Vereisten: Kun je de regels van de regel met "Draw the outline of every instance of the cow's face" tot en met de regel met "99], [0, 169]]" opnieuw weergeven, met "meadow" hernoemd tot "pasture" en verder alles ongewijzigd?

======== Fragmenten uit records

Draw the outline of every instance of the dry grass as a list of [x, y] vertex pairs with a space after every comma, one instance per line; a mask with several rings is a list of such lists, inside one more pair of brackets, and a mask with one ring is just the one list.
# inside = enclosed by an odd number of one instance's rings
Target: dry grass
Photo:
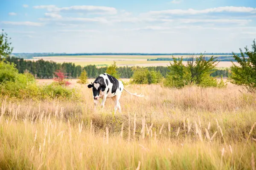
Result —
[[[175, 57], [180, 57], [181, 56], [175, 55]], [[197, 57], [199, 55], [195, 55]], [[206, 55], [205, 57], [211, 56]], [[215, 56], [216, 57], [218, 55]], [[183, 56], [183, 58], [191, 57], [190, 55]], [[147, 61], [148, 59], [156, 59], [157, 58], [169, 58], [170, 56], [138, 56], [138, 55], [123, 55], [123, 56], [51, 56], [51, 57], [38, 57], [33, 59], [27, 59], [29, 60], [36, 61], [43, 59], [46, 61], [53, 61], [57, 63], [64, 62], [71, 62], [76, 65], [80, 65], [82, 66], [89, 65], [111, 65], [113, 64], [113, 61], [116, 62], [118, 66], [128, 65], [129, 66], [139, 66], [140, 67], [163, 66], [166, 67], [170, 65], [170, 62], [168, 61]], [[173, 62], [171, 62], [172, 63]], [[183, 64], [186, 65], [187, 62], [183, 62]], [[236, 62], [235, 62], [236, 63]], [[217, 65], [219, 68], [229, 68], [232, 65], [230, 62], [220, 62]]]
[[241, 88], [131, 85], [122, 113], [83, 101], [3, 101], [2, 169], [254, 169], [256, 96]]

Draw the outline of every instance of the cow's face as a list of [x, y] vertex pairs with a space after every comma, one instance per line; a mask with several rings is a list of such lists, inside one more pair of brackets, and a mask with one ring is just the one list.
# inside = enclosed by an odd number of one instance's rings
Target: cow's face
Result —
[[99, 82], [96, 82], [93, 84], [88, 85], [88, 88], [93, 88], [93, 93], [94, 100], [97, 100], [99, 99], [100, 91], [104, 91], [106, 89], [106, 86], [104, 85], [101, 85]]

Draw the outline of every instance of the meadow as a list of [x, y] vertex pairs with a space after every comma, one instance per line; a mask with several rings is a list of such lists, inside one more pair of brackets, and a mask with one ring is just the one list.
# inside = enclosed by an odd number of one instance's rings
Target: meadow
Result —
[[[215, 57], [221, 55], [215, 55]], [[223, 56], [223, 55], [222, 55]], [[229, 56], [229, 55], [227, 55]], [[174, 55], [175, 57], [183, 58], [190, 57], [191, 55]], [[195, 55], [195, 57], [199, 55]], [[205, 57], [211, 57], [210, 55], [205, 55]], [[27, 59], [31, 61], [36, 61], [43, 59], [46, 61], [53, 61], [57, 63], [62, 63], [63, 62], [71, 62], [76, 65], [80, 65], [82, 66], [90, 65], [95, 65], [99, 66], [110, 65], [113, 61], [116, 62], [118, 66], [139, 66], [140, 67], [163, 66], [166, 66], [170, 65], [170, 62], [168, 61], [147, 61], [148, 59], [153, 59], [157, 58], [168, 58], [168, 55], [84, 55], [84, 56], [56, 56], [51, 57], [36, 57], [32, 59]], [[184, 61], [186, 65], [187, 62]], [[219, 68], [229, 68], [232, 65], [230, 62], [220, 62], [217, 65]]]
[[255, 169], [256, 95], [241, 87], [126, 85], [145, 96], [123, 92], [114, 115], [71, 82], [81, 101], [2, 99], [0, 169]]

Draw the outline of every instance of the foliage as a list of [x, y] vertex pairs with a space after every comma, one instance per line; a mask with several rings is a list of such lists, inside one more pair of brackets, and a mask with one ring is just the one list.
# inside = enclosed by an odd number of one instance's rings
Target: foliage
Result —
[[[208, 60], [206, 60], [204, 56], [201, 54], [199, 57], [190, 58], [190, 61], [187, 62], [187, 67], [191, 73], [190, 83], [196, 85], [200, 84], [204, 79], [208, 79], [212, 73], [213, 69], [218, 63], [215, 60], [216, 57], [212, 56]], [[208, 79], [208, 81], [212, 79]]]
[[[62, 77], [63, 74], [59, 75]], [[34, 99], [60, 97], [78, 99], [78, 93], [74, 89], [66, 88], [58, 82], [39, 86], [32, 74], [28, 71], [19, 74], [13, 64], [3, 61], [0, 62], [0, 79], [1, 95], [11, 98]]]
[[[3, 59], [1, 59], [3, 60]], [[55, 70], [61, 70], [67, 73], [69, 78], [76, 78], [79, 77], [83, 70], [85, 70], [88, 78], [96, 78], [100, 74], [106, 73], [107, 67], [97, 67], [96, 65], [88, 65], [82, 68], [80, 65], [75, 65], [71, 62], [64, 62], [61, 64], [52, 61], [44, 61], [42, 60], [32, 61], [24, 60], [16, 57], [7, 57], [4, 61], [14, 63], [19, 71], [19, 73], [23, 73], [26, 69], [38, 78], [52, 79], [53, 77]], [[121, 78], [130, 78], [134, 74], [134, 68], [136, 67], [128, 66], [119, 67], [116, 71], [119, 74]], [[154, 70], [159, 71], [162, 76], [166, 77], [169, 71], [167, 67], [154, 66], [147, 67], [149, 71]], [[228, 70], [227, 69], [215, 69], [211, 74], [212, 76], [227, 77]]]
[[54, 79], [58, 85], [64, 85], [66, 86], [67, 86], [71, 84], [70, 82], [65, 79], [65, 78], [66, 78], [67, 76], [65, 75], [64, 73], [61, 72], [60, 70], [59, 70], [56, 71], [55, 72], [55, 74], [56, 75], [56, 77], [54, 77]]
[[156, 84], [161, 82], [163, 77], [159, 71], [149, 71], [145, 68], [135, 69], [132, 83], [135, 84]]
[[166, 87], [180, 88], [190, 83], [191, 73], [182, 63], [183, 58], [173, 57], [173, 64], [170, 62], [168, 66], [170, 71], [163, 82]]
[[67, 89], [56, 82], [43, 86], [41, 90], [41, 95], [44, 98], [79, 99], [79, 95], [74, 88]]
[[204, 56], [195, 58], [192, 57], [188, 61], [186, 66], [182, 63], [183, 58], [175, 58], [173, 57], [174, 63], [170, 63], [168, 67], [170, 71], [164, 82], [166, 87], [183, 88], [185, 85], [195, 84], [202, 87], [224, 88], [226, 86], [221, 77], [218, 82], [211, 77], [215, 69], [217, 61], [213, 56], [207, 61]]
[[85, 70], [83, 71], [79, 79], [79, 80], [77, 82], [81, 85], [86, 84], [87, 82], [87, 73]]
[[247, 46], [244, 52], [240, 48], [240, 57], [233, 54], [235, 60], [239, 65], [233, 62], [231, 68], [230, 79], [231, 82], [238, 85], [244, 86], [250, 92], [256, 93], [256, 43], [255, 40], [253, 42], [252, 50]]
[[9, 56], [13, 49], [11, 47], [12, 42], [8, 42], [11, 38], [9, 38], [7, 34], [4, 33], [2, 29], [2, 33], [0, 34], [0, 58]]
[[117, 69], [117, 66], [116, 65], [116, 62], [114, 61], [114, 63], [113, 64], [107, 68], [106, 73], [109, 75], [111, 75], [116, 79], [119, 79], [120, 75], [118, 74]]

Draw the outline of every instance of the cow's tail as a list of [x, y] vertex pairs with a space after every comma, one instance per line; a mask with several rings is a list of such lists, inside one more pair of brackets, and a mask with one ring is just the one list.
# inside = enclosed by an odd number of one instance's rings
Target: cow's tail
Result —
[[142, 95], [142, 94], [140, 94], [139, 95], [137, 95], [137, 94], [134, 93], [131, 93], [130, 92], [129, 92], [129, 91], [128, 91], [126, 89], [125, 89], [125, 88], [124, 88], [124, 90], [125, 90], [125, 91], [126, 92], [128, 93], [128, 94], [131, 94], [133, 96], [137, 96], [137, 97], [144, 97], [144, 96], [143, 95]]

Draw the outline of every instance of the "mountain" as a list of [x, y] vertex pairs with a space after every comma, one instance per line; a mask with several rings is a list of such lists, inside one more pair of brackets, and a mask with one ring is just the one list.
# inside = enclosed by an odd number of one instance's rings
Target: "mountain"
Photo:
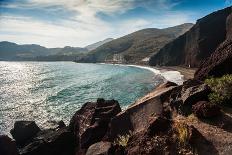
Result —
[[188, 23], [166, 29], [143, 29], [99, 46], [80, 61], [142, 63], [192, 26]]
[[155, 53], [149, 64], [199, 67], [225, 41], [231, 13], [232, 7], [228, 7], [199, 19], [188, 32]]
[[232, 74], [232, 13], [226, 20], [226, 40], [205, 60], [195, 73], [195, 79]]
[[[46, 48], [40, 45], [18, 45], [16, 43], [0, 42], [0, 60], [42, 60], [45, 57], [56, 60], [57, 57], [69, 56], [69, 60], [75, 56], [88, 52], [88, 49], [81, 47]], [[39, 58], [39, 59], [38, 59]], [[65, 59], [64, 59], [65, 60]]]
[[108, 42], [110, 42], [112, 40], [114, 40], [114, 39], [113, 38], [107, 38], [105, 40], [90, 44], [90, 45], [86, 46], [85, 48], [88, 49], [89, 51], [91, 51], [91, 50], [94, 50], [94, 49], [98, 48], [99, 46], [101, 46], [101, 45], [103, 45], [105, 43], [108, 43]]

================

Het antwoord:
Draw the outline of every instance of the cow's face as a list of [x, y] vertex pairs with a space after every comma, one instance per line; a mask with several rings is a list of such lists, inside one more pair of brackets, and a mask with one ring is just the one list.
# inside = enclosed by an odd number of one instance's rings
Target: cow's face
Result —
[[99, 82], [96, 82], [93, 84], [88, 85], [88, 88], [93, 88], [93, 93], [94, 100], [97, 100], [99, 99], [100, 91], [104, 91], [106, 89], [106, 86], [104, 85], [101, 85]]

Draw the outline of every instance of the pasture as a list of [x, y] vertex pairs with a space after every comma, one instance per line; a mask with several rings is a list of such lists, inside one more pair of brackets, and a mask with one ring is just the one list.
# inside = enclosed by an odd number of one instance's rings
Target: pasture
Result —
[[[215, 57], [221, 55], [215, 55]], [[223, 56], [223, 55], [222, 55]], [[229, 56], [229, 55], [227, 55]], [[174, 55], [175, 57], [183, 58], [190, 57], [191, 55]], [[195, 55], [195, 57], [199, 55]], [[205, 57], [211, 57], [210, 55], [205, 55]], [[27, 59], [31, 61], [36, 61], [43, 59], [46, 61], [53, 61], [57, 63], [62, 63], [63, 62], [71, 62], [76, 65], [80, 65], [82, 66], [90, 65], [95, 65], [99, 66], [110, 65], [113, 61], [116, 62], [118, 66], [139, 66], [140, 67], [163, 66], [166, 66], [170, 65], [170, 62], [168, 61], [147, 61], [148, 59], [153, 59], [157, 58], [168, 58], [168, 55], [84, 55], [84, 56], [56, 56], [51, 57], [36, 57], [32, 59]], [[184, 61], [186, 65], [187, 62]], [[219, 68], [229, 68], [232, 65], [230, 62], [220, 62], [217, 65]]]
[[255, 169], [256, 95], [241, 87], [126, 85], [145, 96], [123, 92], [114, 115], [71, 82], [81, 101], [2, 99], [0, 169]]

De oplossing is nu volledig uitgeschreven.